* **WHAT NEEDS TO BE DONE**
Count the lines in the material below that contain the string "black", treating uppercase and lowercase as different. Reply with the number alone.

* **DATA ROWS**
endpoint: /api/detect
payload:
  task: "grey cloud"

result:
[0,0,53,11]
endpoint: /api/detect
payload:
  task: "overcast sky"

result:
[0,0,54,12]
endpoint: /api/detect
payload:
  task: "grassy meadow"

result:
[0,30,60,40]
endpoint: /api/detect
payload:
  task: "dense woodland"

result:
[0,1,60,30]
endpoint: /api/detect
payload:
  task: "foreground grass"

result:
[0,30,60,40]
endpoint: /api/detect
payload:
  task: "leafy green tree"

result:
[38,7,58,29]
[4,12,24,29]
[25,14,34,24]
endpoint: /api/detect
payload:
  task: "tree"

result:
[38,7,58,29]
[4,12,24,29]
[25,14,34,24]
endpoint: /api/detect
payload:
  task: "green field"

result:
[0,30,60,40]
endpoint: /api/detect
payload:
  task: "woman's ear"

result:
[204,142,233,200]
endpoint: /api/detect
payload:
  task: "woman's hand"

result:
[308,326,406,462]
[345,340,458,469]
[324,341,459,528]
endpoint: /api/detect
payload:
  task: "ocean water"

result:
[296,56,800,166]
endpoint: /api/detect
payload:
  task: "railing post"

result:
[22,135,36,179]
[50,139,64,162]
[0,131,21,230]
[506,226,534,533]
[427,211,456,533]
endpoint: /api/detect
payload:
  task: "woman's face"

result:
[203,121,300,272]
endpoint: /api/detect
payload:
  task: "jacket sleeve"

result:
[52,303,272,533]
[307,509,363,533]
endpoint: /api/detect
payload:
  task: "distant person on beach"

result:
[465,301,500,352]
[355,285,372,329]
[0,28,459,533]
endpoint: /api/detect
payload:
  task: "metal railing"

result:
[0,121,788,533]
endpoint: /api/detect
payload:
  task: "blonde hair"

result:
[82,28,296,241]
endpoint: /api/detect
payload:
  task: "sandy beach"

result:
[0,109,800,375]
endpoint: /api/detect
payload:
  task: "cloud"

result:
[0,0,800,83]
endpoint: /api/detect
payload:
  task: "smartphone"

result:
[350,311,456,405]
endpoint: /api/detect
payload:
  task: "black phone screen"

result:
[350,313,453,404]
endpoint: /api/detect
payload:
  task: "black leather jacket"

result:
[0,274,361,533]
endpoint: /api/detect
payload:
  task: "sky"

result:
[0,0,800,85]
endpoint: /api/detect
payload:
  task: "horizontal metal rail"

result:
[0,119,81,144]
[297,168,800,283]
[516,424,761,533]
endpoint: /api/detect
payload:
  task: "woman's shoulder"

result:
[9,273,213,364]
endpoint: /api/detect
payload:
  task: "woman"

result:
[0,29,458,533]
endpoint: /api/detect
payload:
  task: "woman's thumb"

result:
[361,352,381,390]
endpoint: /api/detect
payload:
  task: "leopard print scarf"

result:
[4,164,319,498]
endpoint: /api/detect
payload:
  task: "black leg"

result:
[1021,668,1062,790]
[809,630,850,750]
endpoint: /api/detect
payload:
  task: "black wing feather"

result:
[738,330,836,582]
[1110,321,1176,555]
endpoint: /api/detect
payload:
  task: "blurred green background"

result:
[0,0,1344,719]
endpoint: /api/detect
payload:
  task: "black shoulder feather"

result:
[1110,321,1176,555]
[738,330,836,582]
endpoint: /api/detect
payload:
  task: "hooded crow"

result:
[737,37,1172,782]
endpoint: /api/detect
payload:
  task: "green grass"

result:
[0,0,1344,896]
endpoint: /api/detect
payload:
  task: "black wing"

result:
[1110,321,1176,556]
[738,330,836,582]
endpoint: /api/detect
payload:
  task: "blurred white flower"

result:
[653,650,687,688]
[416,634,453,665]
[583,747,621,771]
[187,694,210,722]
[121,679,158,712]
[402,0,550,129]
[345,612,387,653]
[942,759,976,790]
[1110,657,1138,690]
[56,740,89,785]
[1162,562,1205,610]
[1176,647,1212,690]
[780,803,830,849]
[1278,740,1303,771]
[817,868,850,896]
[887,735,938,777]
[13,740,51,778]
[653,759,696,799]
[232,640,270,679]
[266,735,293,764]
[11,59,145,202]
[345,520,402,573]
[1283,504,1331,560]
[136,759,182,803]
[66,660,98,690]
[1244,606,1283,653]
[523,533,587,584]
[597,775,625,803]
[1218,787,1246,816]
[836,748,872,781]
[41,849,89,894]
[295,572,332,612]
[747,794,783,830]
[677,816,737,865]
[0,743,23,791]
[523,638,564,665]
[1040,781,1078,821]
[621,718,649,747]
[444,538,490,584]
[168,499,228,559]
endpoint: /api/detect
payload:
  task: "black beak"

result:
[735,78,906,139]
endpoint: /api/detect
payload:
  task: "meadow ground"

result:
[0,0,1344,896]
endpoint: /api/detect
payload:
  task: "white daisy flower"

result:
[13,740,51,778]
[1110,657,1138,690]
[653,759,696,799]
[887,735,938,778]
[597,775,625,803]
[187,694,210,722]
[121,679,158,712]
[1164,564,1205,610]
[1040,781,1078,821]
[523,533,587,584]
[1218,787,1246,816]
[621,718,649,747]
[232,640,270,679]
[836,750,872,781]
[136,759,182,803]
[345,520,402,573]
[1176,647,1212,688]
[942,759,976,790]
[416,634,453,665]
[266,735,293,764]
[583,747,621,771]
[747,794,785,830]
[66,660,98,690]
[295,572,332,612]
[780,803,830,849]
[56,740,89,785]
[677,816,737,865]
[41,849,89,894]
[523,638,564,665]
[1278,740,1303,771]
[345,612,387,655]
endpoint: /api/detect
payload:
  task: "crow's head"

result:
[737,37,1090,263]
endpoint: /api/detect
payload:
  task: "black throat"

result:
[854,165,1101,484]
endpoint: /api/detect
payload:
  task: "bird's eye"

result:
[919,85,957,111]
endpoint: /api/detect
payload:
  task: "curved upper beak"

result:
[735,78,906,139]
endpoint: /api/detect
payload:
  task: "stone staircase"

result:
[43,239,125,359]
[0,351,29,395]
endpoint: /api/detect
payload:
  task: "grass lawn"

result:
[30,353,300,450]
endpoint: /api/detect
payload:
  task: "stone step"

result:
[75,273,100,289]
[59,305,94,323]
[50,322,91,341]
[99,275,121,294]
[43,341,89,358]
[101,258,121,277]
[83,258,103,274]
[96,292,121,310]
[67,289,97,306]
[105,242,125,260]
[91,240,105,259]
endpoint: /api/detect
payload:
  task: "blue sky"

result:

* **THE ANSWER**
8